** Exercise prompt **
Transcribe the listing word for word.

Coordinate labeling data
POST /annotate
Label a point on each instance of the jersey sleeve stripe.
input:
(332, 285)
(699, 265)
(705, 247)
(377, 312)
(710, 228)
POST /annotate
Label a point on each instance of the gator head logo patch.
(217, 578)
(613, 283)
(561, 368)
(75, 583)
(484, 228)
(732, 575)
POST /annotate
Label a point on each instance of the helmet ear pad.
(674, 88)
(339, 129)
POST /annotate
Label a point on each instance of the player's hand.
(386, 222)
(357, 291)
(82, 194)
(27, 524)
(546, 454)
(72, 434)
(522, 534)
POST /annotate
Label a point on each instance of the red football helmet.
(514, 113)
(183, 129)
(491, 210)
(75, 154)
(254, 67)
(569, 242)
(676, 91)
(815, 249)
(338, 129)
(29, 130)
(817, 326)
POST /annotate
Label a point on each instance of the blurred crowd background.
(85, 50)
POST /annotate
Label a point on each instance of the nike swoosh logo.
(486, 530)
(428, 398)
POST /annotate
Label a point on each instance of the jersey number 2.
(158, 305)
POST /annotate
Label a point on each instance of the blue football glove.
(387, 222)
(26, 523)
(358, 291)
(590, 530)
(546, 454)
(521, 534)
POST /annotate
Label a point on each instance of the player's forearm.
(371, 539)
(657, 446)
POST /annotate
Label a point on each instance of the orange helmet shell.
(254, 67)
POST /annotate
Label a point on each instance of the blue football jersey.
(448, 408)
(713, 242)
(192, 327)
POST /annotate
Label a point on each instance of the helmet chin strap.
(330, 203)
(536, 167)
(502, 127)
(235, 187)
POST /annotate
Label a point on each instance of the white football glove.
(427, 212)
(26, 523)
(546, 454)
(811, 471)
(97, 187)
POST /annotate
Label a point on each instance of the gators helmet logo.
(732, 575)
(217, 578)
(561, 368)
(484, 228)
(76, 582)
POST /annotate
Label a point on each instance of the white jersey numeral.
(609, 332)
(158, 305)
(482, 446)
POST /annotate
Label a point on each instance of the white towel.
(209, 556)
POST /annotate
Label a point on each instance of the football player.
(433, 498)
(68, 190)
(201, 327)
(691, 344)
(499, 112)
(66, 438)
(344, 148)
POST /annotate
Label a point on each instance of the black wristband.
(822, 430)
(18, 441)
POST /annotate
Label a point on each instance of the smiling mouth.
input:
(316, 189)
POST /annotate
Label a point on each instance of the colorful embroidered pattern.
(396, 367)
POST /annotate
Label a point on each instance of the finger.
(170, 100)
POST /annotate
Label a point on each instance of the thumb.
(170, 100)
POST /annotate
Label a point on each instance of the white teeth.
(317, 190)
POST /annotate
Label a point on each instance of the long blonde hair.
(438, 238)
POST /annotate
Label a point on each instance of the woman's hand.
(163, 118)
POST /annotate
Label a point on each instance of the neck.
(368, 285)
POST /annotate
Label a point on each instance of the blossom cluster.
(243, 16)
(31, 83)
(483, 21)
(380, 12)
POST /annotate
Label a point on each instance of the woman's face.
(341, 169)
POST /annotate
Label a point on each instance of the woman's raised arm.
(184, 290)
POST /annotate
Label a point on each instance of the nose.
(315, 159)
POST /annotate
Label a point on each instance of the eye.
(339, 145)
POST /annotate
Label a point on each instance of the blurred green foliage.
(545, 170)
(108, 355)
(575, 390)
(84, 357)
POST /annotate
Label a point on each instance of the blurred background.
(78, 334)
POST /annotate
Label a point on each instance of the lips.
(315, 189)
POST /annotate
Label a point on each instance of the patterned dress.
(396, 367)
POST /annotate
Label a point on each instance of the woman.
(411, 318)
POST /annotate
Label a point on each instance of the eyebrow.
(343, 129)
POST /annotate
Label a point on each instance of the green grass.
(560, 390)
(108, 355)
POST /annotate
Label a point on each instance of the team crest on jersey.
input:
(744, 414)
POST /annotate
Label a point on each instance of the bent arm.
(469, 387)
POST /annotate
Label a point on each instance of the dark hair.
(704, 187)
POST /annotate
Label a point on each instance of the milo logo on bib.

** Solution to the problem **
POST /annotate
Label a point on each instance of the jersey sleeve stripe.
input:
(332, 285)
(699, 265)
(705, 247)
(377, 312)
(710, 228)
POST /annotate
Label a point on each instance of the gator head logo patch.
(217, 578)
(613, 283)
(561, 368)
(75, 583)
(484, 228)
(732, 575)
POST /annotate
Label a point on each instance of the helmet ear pad.
(674, 88)
(339, 129)
POST /annotate
Label a point on each instance of the player's hand.
(386, 222)
(357, 291)
(82, 194)
(27, 524)
(546, 454)
(72, 434)
(522, 534)
POST /annotate
Label a point on each instance of the red football helmet.
(514, 113)
(183, 129)
(491, 210)
(75, 154)
(254, 67)
(569, 242)
(676, 91)
(815, 249)
(338, 129)
(29, 130)
(817, 326)
POST /annotate
Label a point on each instance of the blurred crowd background.
(85, 50)
POST /annotate
Label a point on each instance of the nike swoosh logo.
(486, 530)
(428, 398)
POST /annotate
Label a point on each instance of the jersey number 2.
(158, 305)
POST /annotate
Label a point on each instance of the blue football glove.
(387, 222)
(26, 523)
(358, 291)
(590, 530)
(546, 454)
(521, 534)
POST /annotate
Label a point on each instance of the player's forearm.
(371, 539)
(657, 446)
POST /annotate
Label a point on each instance of the orange helmet shell.
(254, 67)
POST /annotate
Label a point on each instance of the blue football jersey.
(448, 408)
(713, 242)
(192, 327)
POST /annotate
Label a point on each instance of the helmet chin strap.
(330, 203)
(536, 167)
(502, 127)
(235, 187)
POST /annotate
Label a point on each instance of the white football glove.
(427, 212)
(26, 523)
(546, 454)
(811, 471)
(97, 187)
POST /annotate
Label a point on each instance of the gators helmet logo.
(732, 575)
(217, 578)
(561, 368)
(484, 228)
(76, 582)
POST /annotate
Label a point on each instance of the white jersey numeral.
(609, 332)
(158, 305)
(482, 446)
POST /annotate
Label a point on each instance of the white towel.
(209, 556)
POST /annotate
Label a point on each instance of the football player.
(433, 498)
(68, 190)
(201, 327)
(691, 344)
(499, 112)
(66, 438)
(344, 148)
POST /annotate
Label a point on each instance of the black wristband.
(822, 430)
(18, 441)
POST /annotate
Label a point on each instance of the smiling mouth.
input:
(316, 189)
POST /annotate
Label a point on each instance of the colorful embroidered pattern.
(396, 367)
POST /annotate
Label a point on each instance of the finger.
(170, 100)
POST /annotate
Label a point on each instance of the thumb.
(170, 100)
POST /annotate
Label a point on each instance of the white teeth.
(317, 190)
POST /annotate
Label a point on each instance of the long blonde hair.
(438, 238)
POST /annotate
Label a point on each instance of the woman's hand.
(163, 118)
POST /annotate
Label a point on each instance of the neck.
(368, 285)
POST /annotate
Label a point on each instance of the blossom cluster.
(243, 16)
(31, 83)
(483, 21)
(380, 12)
POST /annotate
Label a point on each instance of the woman's face.
(341, 169)
POST /annotate
Label a point on each instance of the woman's raised arm.
(184, 290)
POST /annotate
Label a point on each instance of the nose.
(315, 159)
POST /annotate
Label a point on each instance of the eye.
(339, 145)
POST /annotate
Label a point on each instance of the blurred green foliage.
(545, 170)
(108, 355)
(575, 390)
(84, 357)
POST /annotate
Label a point on each instance of the blurred background.
(78, 334)
POST /annotate
Label a point on each instance of the lips.
(315, 189)
POST /annotate
Label a point on each instance of the patterned dress.
(396, 367)
POST /annotate
Label a point on each instance of the woman.
(411, 318)
POST /annotate
Label a point on each instance of the eyebrow.
(343, 129)
POST /annotate
Label a point on each instance of the green grass.
(560, 390)
(108, 355)
POST /annotate
Label a point on each instance of the team crest on jersey.
input:
(744, 414)
POST /annotate
Label a point on each instance of the bent arm.
(469, 387)
POST /annotate
Label a point on each instance of the dark hair.
(704, 187)
POST /annotate
Label a point on each instance of the milo logo on bib.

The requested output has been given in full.